• _ABOUT THIS TASK_: Skip the images. Copy the records exactly as written.

+++

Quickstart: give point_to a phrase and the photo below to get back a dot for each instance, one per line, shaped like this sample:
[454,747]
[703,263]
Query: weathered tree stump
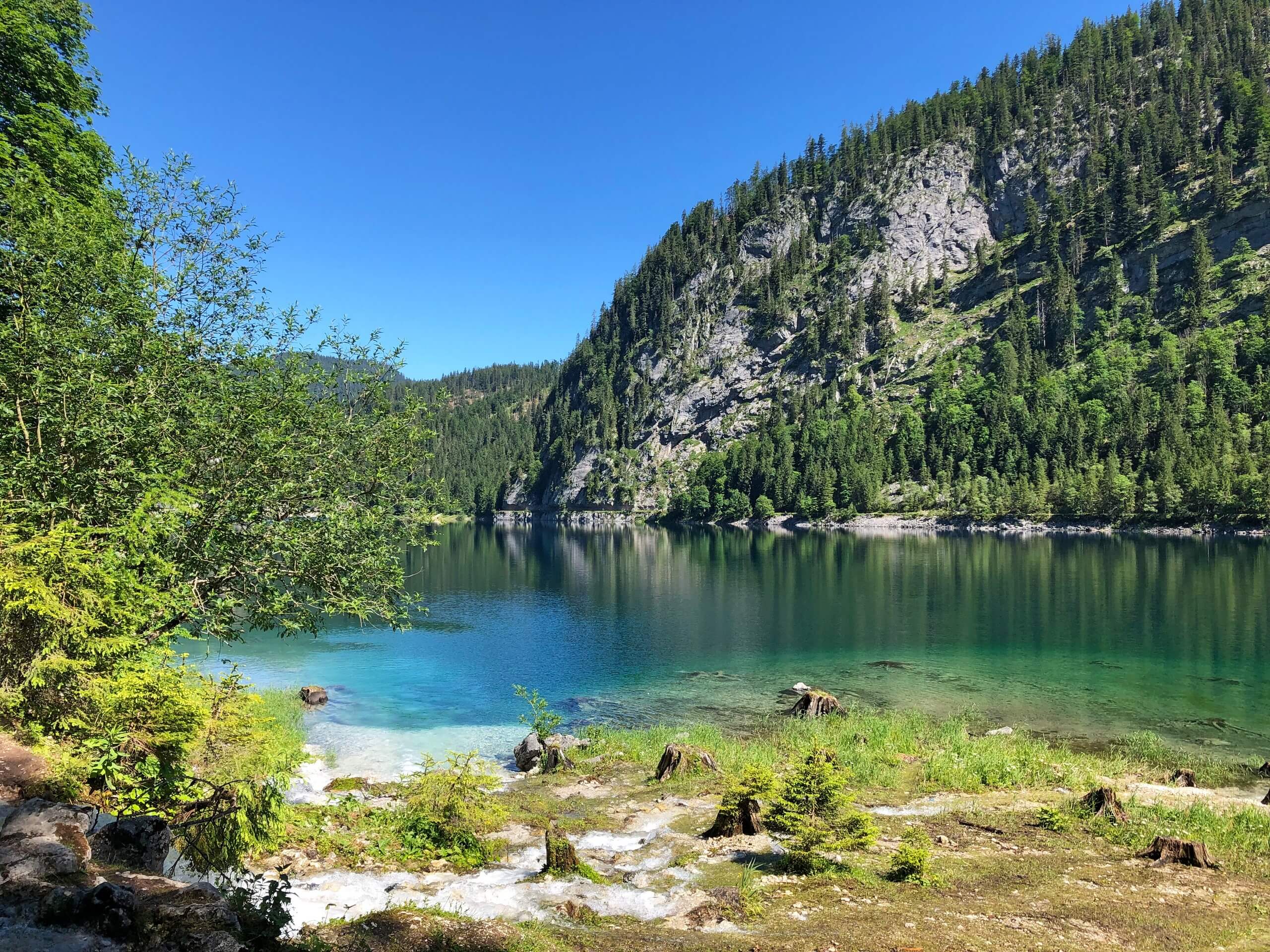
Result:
[743,821]
[556,752]
[680,758]
[1104,803]
[1170,849]
[562,857]
[815,704]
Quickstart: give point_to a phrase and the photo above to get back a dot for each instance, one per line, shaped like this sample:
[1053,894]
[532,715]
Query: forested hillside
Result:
[484,420]
[1038,293]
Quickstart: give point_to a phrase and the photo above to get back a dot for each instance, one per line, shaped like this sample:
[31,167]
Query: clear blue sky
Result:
[472,178]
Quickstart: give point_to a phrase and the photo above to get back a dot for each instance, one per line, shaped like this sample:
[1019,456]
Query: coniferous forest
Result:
[1104,352]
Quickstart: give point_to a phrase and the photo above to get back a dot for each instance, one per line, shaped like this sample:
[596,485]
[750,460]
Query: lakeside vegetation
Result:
[175,464]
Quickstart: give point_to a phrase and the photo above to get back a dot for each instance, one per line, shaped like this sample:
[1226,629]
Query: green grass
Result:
[882,749]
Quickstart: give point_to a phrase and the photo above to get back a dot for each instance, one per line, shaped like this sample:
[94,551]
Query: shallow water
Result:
[1085,638]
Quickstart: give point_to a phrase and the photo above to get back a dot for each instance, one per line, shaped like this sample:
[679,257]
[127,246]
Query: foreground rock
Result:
[815,704]
[58,894]
[527,753]
[135,842]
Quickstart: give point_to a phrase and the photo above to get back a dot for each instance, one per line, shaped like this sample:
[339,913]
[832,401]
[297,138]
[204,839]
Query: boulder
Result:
[108,909]
[529,752]
[135,842]
[41,841]
[313,695]
[815,704]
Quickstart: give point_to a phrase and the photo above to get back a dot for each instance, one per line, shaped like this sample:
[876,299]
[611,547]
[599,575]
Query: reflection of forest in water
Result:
[1079,636]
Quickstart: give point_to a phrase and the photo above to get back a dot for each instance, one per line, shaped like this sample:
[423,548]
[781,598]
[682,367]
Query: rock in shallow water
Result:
[527,752]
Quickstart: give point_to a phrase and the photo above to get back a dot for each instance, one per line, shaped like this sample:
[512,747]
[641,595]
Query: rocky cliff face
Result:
[66,887]
[719,376]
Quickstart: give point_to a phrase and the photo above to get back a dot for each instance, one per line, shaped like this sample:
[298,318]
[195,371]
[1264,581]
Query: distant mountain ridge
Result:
[1039,293]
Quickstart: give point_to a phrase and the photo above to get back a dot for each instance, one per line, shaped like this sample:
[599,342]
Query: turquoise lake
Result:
[1080,638]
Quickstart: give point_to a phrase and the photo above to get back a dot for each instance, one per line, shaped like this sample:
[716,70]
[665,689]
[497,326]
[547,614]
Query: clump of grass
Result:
[345,785]
[1147,753]
[1053,819]
[447,812]
[912,861]
[751,892]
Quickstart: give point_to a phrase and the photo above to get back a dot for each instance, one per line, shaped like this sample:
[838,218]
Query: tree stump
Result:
[1104,803]
[1170,849]
[562,857]
[743,821]
[680,758]
[815,704]
[313,695]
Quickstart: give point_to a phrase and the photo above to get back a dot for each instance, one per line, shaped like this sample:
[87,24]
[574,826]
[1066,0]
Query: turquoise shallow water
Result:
[1083,638]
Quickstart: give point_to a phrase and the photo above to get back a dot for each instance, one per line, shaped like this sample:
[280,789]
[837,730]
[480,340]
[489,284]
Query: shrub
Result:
[1049,818]
[912,861]
[544,720]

+++

• _OUTPUT FOR THIS TASK_:
Quickstart: give point_to a phrase and the photo below to get back a dot for each instance, one per line, shaped like this sample:
[454,747]
[703,263]
Query: weathered tree stump
Result:
[743,821]
[556,752]
[680,758]
[1104,803]
[1170,849]
[562,857]
[815,704]
Quickstart: give point_to a phrase and the photo above to get back a dot for each instance, one per line, shaped like this sample:
[1053,894]
[532,715]
Query: forested hillside
Result:
[484,420]
[1038,293]
Quickstart: give point_to a phrase and the photo above to get back a dot for each instance, one per line, shaped like this sample:
[31,167]
Query: clear blue sky
Result:
[472,178]
Quickstart: give point_to a phrase and the photo above to get back a dot for each instance, one per line, shaped like this sample:
[1019,456]
Query: coniferous forest
Result:
[1104,352]
Quickstart: give point_to a phrase and the photo above to get back a dot for each instance, one per line, shaped like this sample:
[596,485]
[750,460]
Query: lakeside vegetation
Result:
[175,464]
Quickstart: give point_to a phrase and the photo above to get back a dot for each instance, one per line, shaped like this sample:
[1226,629]
Query: green grass
Result:
[882,749]
Quickstart: give point_to a phrase and the photo above to get back a dot for each instance, one per line, shaped like this sample:
[94,551]
Query: shallow water
Result:
[1085,638]
Quickstart: give point_to a phrase and the photo above to get back a dot for each instance, one per line, shaped like this sample:
[679,257]
[127,246]
Query: foreground rock
Result:
[815,704]
[58,894]
[527,753]
[135,842]
Quickstart: give point_to a phrase and the photo above to get back a dot for each instance, one per line, shaped like this sample:
[339,913]
[832,401]
[297,138]
[204,839]
Query: boulder
Result:
[108,909]
[529,752]
[135,842]
[41,841]
[313,695]
[815,704]
Quickstart: give point_to a phrase and the photo above to get back a dot for each instance, one per line, shaped like this sample:
[876,299]
[611,547]
[599,575]
Query: reflection of forest in water
Result:
[1079,636]
Quickstart: give point_to a phrase and the photo above to get back a dot for each instance, one per line, shaped like this sample:
[423,548]
[781,598]
[682,367]
Query: rock in shallow water
Result:
[527,752]
Quickstart: give point_to a phrase and the photo above to get back a dot for each instance, one per line, shaped like this sample:
[512,747]
[641,595]
Query: rocky cliff face
Result:
[66,887]
[719,376]
Quickstart: give point_to a phrase and the photo above to get back a dot for each instance, one per line, shaped like this sample:
[298,318]
[195,371]
[1264,581]
Query: distant mountain ridge
Result:
[1039,293]
Quickstart: give point_to a phrase and the photo above to get back a dot for each instance, one per line, shaped like this sample:
[599,342]
Query: turquoise lake
Result:
[1080,638]
Quickstart: give point_to a phrase and the photo above to get back a dot for each instance, one per line, shaped like this sample:
[716,70]
[665,689]
[497,326]
[547,614]
Query: clump of grass
Result:
[345,785]
[1147,753]
[1053,819]
[447,812]
[912,861]
[751,892]
Quickstart: give point_to a phrase and the photo above to get back a dot for each instance, one per line, shaped like this sample:
[838,218]
Query: tree stump
Result:
[1104,803]
[1170,849]
[562,857]
[743,821]
[680,758]
[815,704]
[313,695]
Quickstart: give point_to a phrase and the photo above to get back a dot for each instance, one per line, shaped like this sample:
[87,24]
[574,826]
[1066,0]
Query: turquoise shallow water
Result:
[1083,638]
Quickstart: give point_to a phrase and the photo above to get back a dot for each instance, one per line, shaped like this sample:
[280,789]
[837,730]
[480,340]
[489,284]
Query: shrub
Result:
[1049,818]
[912,861]
[544,720]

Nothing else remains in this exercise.